GIVEN REQUEST => Count the lines in the items below that contain the string "window", matching case exactly, and give only the number.

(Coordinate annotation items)
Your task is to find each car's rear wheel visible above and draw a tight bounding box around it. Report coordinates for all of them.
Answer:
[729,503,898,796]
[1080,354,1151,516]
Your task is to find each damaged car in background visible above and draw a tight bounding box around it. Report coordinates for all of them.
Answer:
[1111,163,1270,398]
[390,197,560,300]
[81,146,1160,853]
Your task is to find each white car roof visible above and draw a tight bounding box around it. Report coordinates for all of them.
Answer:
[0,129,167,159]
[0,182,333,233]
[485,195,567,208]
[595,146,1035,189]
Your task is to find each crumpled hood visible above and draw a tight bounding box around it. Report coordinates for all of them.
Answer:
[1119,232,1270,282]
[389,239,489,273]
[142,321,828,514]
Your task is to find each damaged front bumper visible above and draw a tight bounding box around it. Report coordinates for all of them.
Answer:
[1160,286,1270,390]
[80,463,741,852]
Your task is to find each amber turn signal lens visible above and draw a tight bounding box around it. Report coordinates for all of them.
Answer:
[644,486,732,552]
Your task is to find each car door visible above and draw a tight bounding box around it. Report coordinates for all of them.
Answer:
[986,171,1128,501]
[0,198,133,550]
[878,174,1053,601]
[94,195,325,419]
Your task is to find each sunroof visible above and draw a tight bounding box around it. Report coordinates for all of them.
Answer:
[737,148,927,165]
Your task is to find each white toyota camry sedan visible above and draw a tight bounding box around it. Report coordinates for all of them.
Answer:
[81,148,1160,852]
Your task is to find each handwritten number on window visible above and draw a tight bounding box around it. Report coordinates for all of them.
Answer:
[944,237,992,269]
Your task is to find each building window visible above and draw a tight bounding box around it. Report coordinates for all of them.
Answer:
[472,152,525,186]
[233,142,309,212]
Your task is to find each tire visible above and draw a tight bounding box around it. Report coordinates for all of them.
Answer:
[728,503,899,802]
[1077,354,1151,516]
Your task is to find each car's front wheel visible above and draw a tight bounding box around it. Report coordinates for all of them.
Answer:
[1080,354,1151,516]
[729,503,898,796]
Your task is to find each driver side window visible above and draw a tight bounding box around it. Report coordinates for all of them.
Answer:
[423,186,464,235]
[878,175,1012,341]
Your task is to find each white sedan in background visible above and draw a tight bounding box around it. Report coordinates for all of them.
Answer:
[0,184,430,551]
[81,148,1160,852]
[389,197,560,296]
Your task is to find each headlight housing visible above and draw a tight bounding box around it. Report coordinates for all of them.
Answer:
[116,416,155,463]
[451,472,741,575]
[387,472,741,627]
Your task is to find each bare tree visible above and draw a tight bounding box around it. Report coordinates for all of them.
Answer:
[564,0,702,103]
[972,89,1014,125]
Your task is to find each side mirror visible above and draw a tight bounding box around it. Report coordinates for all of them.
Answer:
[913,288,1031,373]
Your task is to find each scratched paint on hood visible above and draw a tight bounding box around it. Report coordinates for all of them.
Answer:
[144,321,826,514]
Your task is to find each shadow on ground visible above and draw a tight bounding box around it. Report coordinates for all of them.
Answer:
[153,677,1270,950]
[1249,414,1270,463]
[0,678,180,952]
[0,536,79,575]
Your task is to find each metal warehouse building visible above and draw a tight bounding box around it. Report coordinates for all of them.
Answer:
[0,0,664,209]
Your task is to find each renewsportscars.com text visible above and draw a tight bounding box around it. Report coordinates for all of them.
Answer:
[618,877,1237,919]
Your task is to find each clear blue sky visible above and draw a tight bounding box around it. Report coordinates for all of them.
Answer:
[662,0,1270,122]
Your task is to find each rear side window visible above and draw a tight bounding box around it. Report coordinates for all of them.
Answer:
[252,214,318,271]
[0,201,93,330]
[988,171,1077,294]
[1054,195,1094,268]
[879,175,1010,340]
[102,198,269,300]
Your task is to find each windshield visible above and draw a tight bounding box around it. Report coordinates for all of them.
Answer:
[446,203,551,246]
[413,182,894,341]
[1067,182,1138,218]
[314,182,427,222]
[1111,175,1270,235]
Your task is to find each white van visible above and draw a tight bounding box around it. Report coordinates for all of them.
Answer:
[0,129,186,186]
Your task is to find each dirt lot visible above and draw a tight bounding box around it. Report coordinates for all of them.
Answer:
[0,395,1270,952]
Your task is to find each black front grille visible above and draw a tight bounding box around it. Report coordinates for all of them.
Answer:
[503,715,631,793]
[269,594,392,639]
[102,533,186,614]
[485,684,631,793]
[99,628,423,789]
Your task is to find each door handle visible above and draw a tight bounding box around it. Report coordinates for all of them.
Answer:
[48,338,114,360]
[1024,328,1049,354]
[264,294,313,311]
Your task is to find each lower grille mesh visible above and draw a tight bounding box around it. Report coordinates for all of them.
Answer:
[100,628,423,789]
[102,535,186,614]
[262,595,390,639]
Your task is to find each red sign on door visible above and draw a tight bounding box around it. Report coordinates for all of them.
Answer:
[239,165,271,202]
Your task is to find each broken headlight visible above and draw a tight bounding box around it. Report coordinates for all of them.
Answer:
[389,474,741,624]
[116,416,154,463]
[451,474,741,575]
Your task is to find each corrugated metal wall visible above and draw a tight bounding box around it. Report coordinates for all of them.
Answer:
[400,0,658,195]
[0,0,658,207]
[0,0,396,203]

THE RESULT => 4